- _原文节选_:
╭──
Raft一致性算法伪码详解

State

/* Persistent state on all servers:
(Updated on stable storage before responding to RPCs)
*/
currentTerm                   //当前任期   
votedFor                      //当前任期的候选者编号，无则为null
log[]                         //日志条目

//Volatile state on all servers,所有服务器上维护
commitIndex             //已知的最高的可被提交的日志条目的索引，初始为0
lastApplied             //当前已提交给state machine执行的条目的索引，初始为0

//Volatile state on leaders:(Reinitialized after election)，只在leader节点上维护
nextIndex[]          //对于每一台服务器，下一条将要发给该服务器的条目的索引，初始为leader最后一条条目索引+1
matchIndex[]         //每一个服务器已知的最高的已复制的条目的索引，初始为0

RequestVote RPC

//Invoked by candidates to gather votes (§5.2).
Arguments:
term                      //候选者的term值
candidateId               //候选者的id
lastLogIndex              //候选者最新的日志索引
lastLogTerm               //候选者最新的日志所属的term

Results:
term 
voteGranted                //true表示投票给该candidate

Receiver implementation:
1. Reply false if term < currentTerm 
//这里投票给候选者的条件是要求候选者的日志至少比自身的要新，也就是要么lastLogIndex比自身最新的日志条目index要大。
//要么lastLogIndex和lastLogTerm都和自身最新的日志条目一致
//这里对选举的这种限制是为了保证安全性。确保commit的日志一定不会被重写。
2. If votedFor is null or candidateId, and candidate’s log is at least as up-to-date as receiver’s log, grant vote

AppendEntries RPC

//Invoked by leader to replicate log entries; also used as heartbeat
Arguments:
term                               //leader当前的term值
leaderId                           //follower在收到client request时，可以用该值转发给leader
prevLogIndex                       //上一条日志条目的索引
prevLogTerm                        //上一条日志条目的term
entries[]                          //日志条目，对于心跳包则该值为空，日志条目可以为多条
leaderCommit                       //leader服务器的commitIndex

Results:
term                          //当前任期
success                       //具体的判断如下

Receiver implementation:
//任期值比当前任期小，则该RPC已失效，或当前leader已变更
1. Reply false if term < currentTerm 
//不包含匹配prevLogTerm的prevLogIndex所对应的条目，通常该情况为节点挂掉一段时间，落后leader节点
//leader会重新发包含较早的prevLogTerm及prevLogIndex的RPC给该节点
2. Reply false if log doesn’t contain an entry at prevLogIndex whose term matches prevLogTerm 
// 以下均返回true
// 若日志条目已有内容与entries里的内容冲突，则删除已有及其后的条目
3. If an existing entry conflicts with a new one (same index but different terms), delete the existing entry and all that follow it 
// 将新的日志条目追加到日志中
4. Append any new entries not already in the log
//如果leaderCommit比自身commitIndex大，则更新自身的commitIndex为min(leaderCommit,当前最新日志条目索引)
5. If leaderCommit > commitIndex, set commitIndex = min(leaderCommit, index of last new entry)

InstallSnapshot RPC

//Invoked by leader to send chunks of a snapshot to a follower. Leaders always send chunks in order.
╰──
- _所给资料_:
╭──
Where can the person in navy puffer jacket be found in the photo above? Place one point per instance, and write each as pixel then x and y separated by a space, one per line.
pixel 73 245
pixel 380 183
╰──
- _练习题目_:
**A.** 请把Raft伪码从"5. If leaderCommit"到"chunks in order."这一段重写一遍，其中的"chunks"一律换成"pieces"。
**B.** 根据Raft伪码回答：
(i) commitIndex的初始值是多少？
(ii) 对于心跳包，AppendEntries RPC里的entries[]是什么样的？
(iii) RequestVote RPC由谁调用？
以上资料取自别的来源。

- _逐题解答_:
**A.**
5. If leaderCommit > commitIndex, set commitIndex = min(leaderCommit, index of last new entry)

InstallSnapshot RPC

//Invoked by leader to send pieces of a snapshot to a follower. Leaders always send pieces in order.

**B.**
(i) 0
(ii) 为空
(iii) 候选者（candidates）